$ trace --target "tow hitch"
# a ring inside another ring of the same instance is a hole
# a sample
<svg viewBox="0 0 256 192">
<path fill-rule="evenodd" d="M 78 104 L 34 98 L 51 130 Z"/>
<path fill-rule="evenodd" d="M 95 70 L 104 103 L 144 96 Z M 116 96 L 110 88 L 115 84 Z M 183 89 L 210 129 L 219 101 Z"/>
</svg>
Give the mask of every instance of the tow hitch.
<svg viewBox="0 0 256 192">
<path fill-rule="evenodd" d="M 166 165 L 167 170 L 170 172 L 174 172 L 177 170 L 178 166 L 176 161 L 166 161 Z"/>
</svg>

#### [GOAL]
Put everything from the start of the rows above down to and including the line that contains "78 104 L 34" into a Markdown table with the columns Number and Text, numbering each line and skipping blank lines.

#### [WRITTEN SOLUTION]
| Number | Text |
|---|---|
| 1 | $ trace --target "tow hitch" |
| 2 | # a ring inside another ring of the same instance is a hole |
| 3 | # a sample |
| 4 | <svg viewBox="0 0 256 192"> |
| 5 | <path fill-rule="evenodd" d="M 78 104 L 34 98 L 51 130 Z"/> |